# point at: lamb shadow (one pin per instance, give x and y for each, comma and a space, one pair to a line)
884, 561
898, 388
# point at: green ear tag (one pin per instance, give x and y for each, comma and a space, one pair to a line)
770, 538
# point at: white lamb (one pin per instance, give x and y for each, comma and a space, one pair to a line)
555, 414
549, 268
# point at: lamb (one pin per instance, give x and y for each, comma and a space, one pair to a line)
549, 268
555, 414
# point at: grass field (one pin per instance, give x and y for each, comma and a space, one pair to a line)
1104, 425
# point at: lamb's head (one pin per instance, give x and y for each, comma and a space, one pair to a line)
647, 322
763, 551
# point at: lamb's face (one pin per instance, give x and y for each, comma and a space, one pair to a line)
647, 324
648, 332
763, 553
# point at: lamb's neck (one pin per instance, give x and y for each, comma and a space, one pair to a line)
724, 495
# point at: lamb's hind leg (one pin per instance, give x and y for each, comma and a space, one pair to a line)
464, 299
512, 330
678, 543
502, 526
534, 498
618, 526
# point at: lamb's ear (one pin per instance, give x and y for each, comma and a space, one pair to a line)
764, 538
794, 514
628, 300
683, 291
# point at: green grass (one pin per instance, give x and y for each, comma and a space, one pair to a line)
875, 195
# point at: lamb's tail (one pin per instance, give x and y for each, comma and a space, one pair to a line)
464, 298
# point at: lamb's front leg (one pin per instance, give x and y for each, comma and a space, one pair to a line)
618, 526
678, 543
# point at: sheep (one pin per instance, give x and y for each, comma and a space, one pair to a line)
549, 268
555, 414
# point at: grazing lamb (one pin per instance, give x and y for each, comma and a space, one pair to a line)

...

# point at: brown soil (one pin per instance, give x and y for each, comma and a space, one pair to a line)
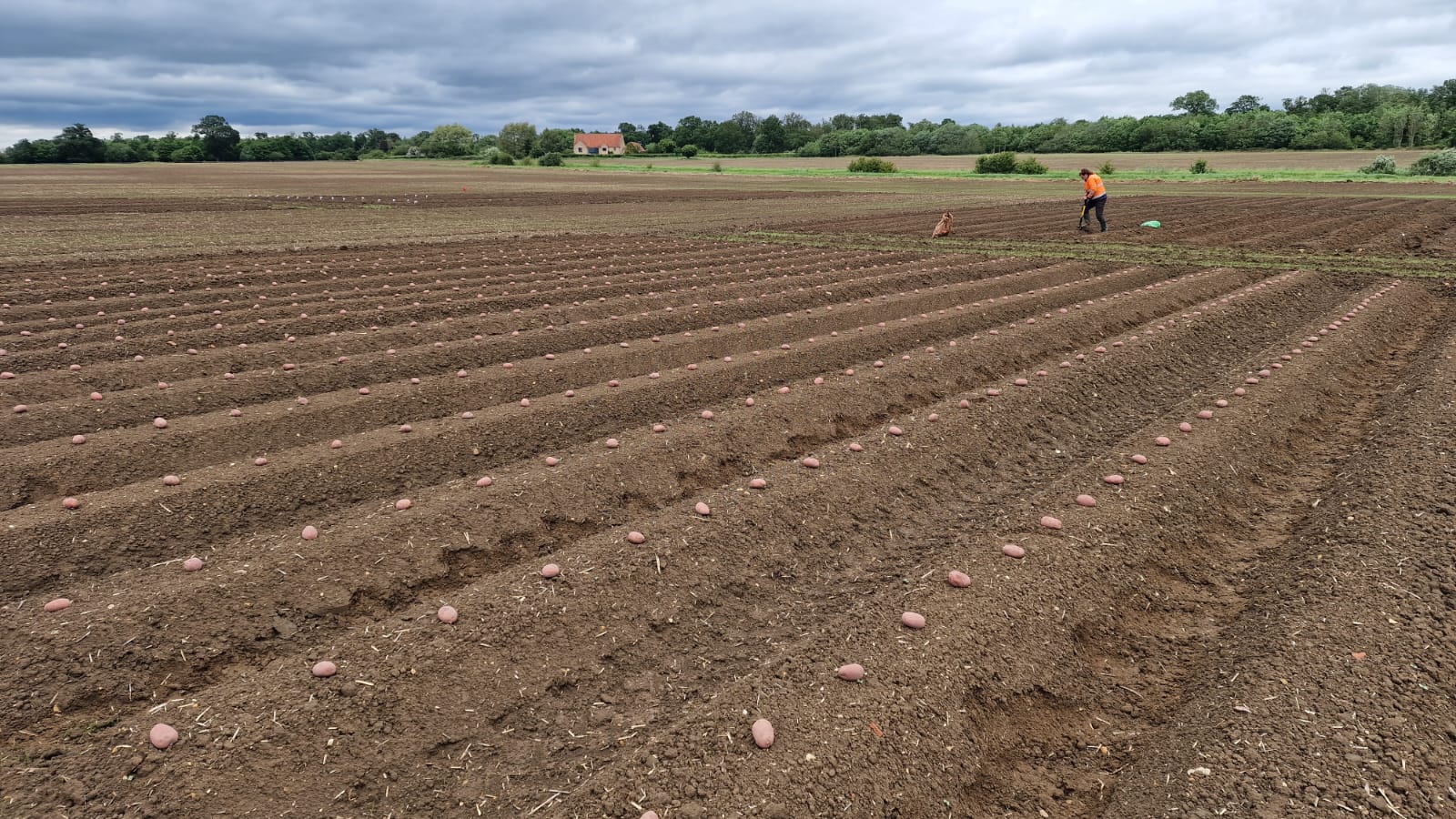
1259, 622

TASK PROMPT - From the records above, retype only the lines starting at the line that contains "# point at: green grass" and ending at the line that contains "# point at: grazing", both included.

WORKED SOLUTION -
# point at: green grass (one pin per instance, give x and y for each, comma and a space, one pair to a line)
875, 195
# point at: lamb's tail (one pin per instance, give x and y for each, comma and a space, one pair to a line)
464, 298
# point at: lamb's front leg (one pin per instance, give x and y for each, comma and a space, one pair to a line)
618, 526
678, 543
# point at: sheep (one pin per instance, give x and y for each, comma and a space, one pair to a line)
549, 268
555, 414
# point at: grazing lamb (one pin per instance, give x and y for each, comma and a space, one pair to a line)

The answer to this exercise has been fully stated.